** Start of Raw records **
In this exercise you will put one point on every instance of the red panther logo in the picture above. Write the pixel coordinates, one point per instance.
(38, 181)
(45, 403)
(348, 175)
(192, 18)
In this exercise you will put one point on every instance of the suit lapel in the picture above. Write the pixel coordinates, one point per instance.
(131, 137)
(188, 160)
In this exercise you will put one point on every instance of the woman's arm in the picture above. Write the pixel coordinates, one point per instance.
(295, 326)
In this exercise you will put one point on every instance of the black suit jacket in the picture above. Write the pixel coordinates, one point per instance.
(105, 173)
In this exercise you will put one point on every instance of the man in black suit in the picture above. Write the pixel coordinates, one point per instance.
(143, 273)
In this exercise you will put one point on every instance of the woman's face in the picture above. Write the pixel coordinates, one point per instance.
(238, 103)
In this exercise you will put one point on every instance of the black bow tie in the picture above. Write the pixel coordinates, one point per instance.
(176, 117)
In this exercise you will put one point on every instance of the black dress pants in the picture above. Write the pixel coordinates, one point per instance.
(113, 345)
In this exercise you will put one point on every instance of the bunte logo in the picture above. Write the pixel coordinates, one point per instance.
** End of Raw records **
The exercise: Rewrite all the items above, swapping "pixel coordinates" for "x and y positions" wherever it occurs and leaving everything else as it is.

Solved problem:
In this exercise you will put one point on every instance of the red panther logo in the picture above. Write the x and y positions, one point per instance.
(38, 181)
(45, 403)
(348, 175)
(192, 18)
In this exercise you will put one point on every instance of the suit lapel in the picture above. Write the x and y positions, one point per instance.
(131, 137)
(188, 160)
In this exercise you will put one point on every instance of the woman's arm in the picture above. Write the x and y positions, one point per instance.
(295, 326)
In this exercise you will put one point on every instance of the black suit jacket in the picture above. Write the x and y positions, one point per instance.
(105, 173)
In this exercise you will put one point on every instance of the man in black suit in the picture above. Write the x and y positions, one point per instance.
(143, 273)
In this exercise you will put one point on every instance of the woman's face in the picture above. Write the x and y positions, one point per instance.
(238, 103)
In this exercise you will put one point on every instance of the black bow tie in the picture above. Write the x and y positions, one point per instance.
(176, 117)
In this exercise you will put one point on every instance of the black dress pants in the picture above. Write the x and y positions, one point per instance.
(113, 345)
In this exercise you will put one point on every instance of the bunte logo in the picture above. Write the x and y positions, one point per instance.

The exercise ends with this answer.